++++ Material to process ++++

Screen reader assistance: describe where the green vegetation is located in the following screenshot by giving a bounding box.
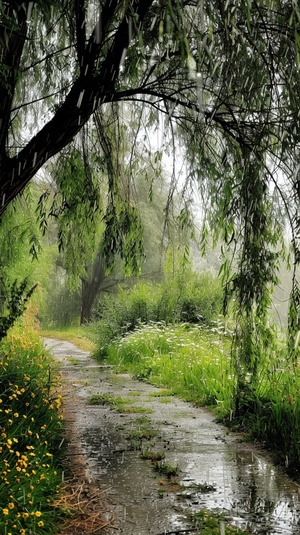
[0,330,64,535]
[153,460,179,478]
[92,274,222,356]
[192,510,251,535]
[96,272,300,475]
[94,324,234,414]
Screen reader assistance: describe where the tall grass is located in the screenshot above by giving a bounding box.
[0,330,64,535]
[94,323,300,476]
[94,323,234,414]
[93,272,222,352]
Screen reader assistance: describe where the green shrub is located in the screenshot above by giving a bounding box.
[94,271,222,356]
[0,329,64,535]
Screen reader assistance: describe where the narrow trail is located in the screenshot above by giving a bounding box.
[45,339,300,535]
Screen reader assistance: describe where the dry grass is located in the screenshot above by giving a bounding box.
[54,481,114,535]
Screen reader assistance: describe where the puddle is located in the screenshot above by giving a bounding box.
[45,339,300,535]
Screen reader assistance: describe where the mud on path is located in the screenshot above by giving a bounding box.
[45,339,300,535]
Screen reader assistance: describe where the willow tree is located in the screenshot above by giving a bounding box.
[0,0,300,394]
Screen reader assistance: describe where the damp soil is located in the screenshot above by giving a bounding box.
[45,339,300,535]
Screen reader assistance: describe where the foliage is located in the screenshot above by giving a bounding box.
[0,330,64,535]
[0,0,300,410]
[191,509,251,535]
[0,279,35,340]
[0,190,41,340]
[95,323,235,414]
[95,323,300,476]
[93,270,222,347]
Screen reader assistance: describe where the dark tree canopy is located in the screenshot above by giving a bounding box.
[0,0,299,216]
[0,0,300,373]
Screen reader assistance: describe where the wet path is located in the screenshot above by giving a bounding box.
[45,339,300,535]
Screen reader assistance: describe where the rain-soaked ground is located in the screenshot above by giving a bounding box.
[45,339,300,535]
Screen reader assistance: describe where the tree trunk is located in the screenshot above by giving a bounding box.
[80,254,105,325]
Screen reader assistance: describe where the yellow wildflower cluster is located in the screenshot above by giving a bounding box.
[0,333,62,535]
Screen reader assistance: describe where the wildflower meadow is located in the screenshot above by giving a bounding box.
[0,329,64,535]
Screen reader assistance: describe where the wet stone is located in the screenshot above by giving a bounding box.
[45,339,300,535]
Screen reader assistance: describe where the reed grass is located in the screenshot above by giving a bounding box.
[94,323,300,477]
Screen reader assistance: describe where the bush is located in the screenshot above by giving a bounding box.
[94,272,222,356]
[0,331,64,535]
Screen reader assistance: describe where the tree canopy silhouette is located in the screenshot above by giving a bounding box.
[0,0,300,375]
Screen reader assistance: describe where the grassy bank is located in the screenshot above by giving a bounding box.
[0,330,64,535]
[95,323,234,415]
[96,323,300,477]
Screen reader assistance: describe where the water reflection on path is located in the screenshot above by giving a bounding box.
[46,340,300,535]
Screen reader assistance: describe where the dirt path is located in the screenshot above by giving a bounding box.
[45,339,300,535]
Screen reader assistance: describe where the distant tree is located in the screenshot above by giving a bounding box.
[0,0,300,390]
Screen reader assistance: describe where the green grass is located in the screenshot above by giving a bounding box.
[191,509,251,535]
[93,324,300,477]
[94,324,234,414]
[0,330,64,535]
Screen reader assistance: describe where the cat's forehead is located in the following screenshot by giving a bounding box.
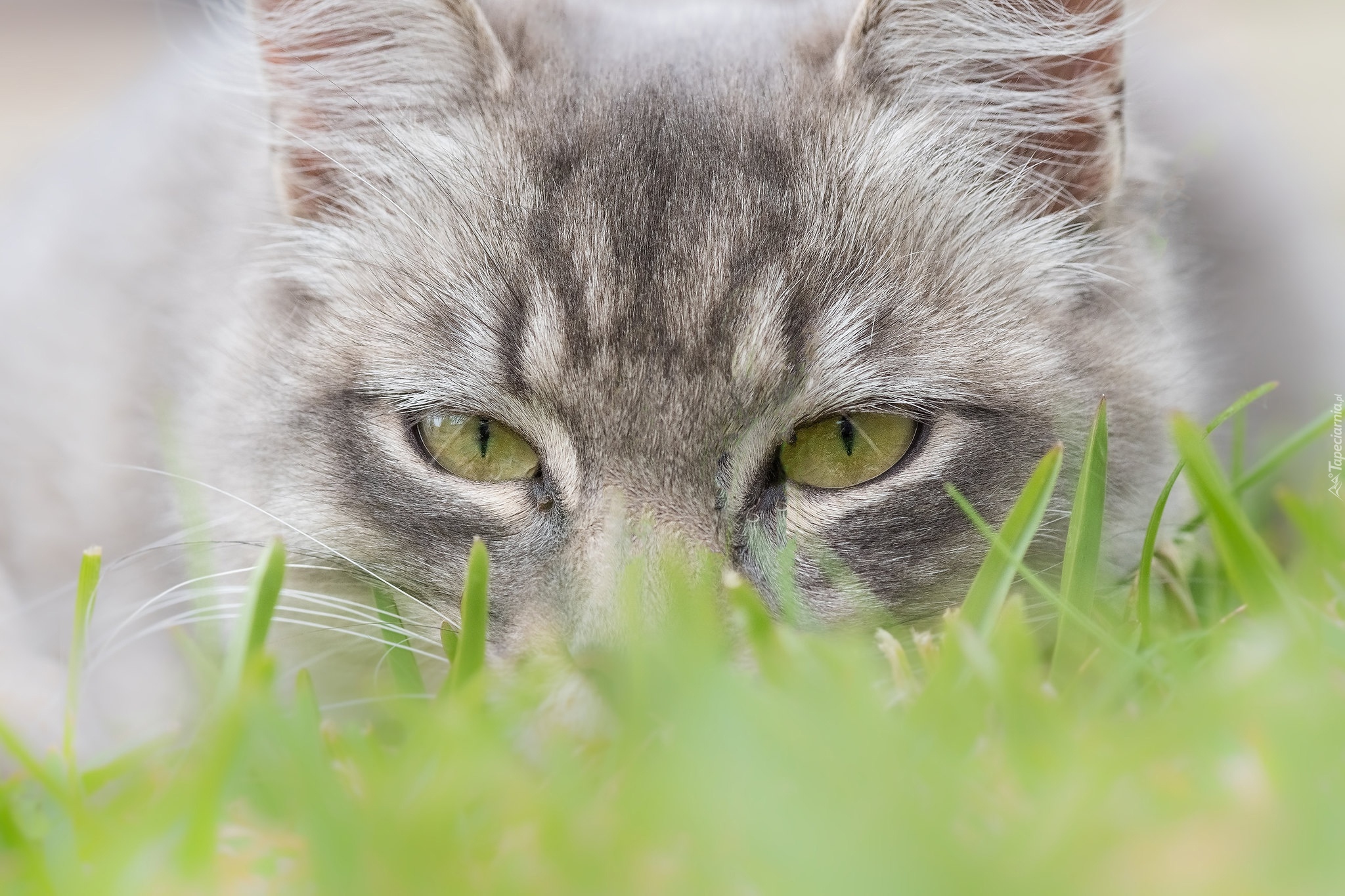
[518,86,808,364]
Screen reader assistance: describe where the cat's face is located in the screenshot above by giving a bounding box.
[215,0,1194,647]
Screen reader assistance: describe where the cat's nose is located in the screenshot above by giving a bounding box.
[566,485,716,649]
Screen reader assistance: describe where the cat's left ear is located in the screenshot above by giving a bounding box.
[250,0,512,219]
[837,0,1124,212]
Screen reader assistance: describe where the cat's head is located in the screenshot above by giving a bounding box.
[207,0,1183,647]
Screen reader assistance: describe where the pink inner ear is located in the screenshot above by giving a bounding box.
[998,0,1124,211]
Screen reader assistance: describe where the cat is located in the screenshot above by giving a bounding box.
[0,0,1339,757]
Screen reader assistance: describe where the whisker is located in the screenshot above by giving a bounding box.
[107,465,452,622]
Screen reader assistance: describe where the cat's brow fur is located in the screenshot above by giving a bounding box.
[234,0,1189,645]
[4,0,1264,746]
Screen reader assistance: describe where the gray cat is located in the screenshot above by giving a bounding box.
[0,0,1339,752]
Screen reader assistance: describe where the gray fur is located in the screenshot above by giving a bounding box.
[0,0,1334,752]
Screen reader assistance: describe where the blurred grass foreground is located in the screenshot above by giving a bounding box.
[0,395,1345,896]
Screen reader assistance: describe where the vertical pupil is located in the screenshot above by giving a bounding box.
[476,416,491,458]
[841,416,854,457]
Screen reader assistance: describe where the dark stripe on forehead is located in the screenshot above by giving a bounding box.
[526,86,797,379]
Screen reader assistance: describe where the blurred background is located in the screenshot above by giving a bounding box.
[0,0,1345,224]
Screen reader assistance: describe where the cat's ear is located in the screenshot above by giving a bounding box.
[250,0,511,219]
[837,0,1124,213]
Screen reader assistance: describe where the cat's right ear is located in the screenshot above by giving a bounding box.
[250,0,512,219]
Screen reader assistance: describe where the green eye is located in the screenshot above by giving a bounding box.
[418,414,540,482]
[780,414,919,489]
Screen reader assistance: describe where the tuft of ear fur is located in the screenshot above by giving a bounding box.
[252,0,511,219]
[837,0,1124,215]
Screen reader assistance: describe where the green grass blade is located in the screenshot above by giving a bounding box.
[944,444,1064,637]
[0,719,72,806]
[1052,398,1109,672]
[1173,414,1292,611]
[374,588,425,696]
[1136,383,1279,643]
[448,539,491,692]
[724,570,784,683]
[439,619,458,662]
[944,485,1141,662]
[60,548,102,783]
[1181,408,1336,532]
[221,539,285,694]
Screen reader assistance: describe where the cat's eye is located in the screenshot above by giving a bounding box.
[417,412,540,482]
[780,414,920,489]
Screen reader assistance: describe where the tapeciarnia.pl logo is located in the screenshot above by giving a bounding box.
[1326,395,1345,497]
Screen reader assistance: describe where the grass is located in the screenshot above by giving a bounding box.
[0,395,1345,896]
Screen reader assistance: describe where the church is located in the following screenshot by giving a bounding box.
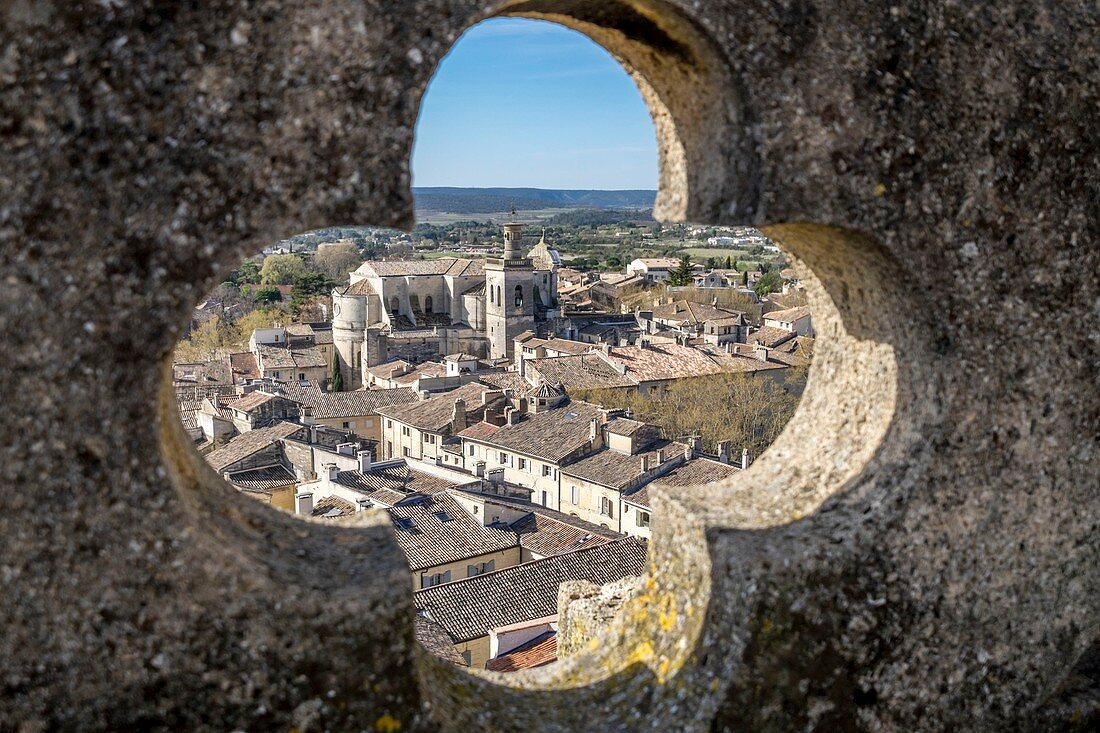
[332,217,561,390]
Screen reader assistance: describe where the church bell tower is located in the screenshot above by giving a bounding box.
[485,209,535,359]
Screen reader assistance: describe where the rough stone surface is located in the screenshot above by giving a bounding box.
[0,0,1100,732]
[558,577,644,658]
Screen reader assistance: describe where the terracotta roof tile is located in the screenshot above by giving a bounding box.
[388,493,518,571]
[485,632,558,672]
[206,423,307,473]
[414,537,646,642]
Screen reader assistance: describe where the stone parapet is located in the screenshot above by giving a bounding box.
[0,0,1100,733]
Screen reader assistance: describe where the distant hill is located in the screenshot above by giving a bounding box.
[413,187,657,214]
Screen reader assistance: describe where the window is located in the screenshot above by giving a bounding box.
[466,560,496,578]
[600,496,614,519]
[424,570,451,588]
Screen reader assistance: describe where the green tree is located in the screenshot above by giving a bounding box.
[229,308,286,348]
[669,254,694,285]
[229,260,260,285]
[249,280,283,305]
[314,244,363,283]
[752,270,783,297]
[290,272,336,303]
[260,254,307,285]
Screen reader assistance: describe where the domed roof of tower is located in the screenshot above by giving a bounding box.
[527,382,565,398]
[527,229,561,270]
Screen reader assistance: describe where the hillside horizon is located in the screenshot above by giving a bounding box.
[413,186,657,214]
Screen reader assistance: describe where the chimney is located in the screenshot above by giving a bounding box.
[451,398,468,435]
[589,417,604,448]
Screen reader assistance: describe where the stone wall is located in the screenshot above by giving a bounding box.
[0,0,1100,732]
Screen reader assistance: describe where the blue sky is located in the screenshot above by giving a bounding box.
[413,19,657,189]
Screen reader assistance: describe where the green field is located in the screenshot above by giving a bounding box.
[416,208,574,225]
[415,251,487,260]
[680,247,748,261]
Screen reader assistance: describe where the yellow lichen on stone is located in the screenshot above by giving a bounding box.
[374,713,402,733]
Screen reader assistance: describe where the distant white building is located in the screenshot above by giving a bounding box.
[626,258,680,283]
[763,306,814,336]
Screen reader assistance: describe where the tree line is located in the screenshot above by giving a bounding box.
[570,367,809,457]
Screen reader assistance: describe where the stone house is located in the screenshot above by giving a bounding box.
[763,306,814,336]
[378,383,505,460]
[414,537,646,669]
[458,390,606,510]
[561,431,691,532]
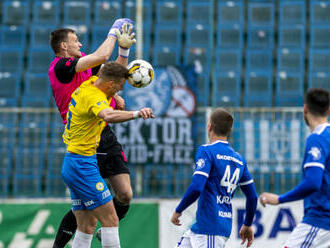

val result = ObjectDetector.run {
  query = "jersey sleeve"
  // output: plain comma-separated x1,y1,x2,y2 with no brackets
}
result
54,58,79,84
303,134,326,170
239,160,253,186
92,64,102,76
194,146,212,178
86,93,111,116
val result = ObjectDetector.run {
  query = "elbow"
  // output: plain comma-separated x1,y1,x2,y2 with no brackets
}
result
94,53,110,64
99,54,110,64
309,181,321,193
247,194,258,206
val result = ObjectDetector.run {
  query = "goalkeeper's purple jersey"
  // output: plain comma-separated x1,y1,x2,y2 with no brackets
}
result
191,140,253,237
302,123,330,230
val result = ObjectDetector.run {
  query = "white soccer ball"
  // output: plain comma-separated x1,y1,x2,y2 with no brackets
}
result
127,59,154,88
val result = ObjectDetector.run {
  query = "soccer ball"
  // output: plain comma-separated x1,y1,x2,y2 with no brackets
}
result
127,59,154,88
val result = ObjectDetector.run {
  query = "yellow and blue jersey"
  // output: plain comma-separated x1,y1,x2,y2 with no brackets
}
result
63,76,111,156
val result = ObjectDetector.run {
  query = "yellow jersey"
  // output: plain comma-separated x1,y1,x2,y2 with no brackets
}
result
63,76,111,156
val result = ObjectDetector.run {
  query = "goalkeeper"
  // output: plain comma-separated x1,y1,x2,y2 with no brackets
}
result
48,18,135,248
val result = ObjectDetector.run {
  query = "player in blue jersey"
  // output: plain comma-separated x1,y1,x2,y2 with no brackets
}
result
260,88,330,248
171,108,258,248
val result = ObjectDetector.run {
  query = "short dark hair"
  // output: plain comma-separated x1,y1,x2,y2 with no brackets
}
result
210,108,234,137
305,88,330,116
49,28,76,54
99,61,129,81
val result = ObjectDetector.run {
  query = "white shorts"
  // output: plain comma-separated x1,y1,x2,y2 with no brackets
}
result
175,230,228,248
284,223,330,248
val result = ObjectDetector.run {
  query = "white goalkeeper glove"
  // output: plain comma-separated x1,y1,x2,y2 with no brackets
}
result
115,23,136,58
108,18,133,38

++++

* **Stated goal**:
Can you quote the lines from the one containing "Screen reader assistance: describe where the domed" through the one containing "[527,229,561,270]", inclusive, exactly as they appear?

* **Correct output**:
Screen reader assistance: describe where the domed roof of tower is located in the screenshot above by giving a bounding box.
[527,382,565,398]
[527,229,561,270]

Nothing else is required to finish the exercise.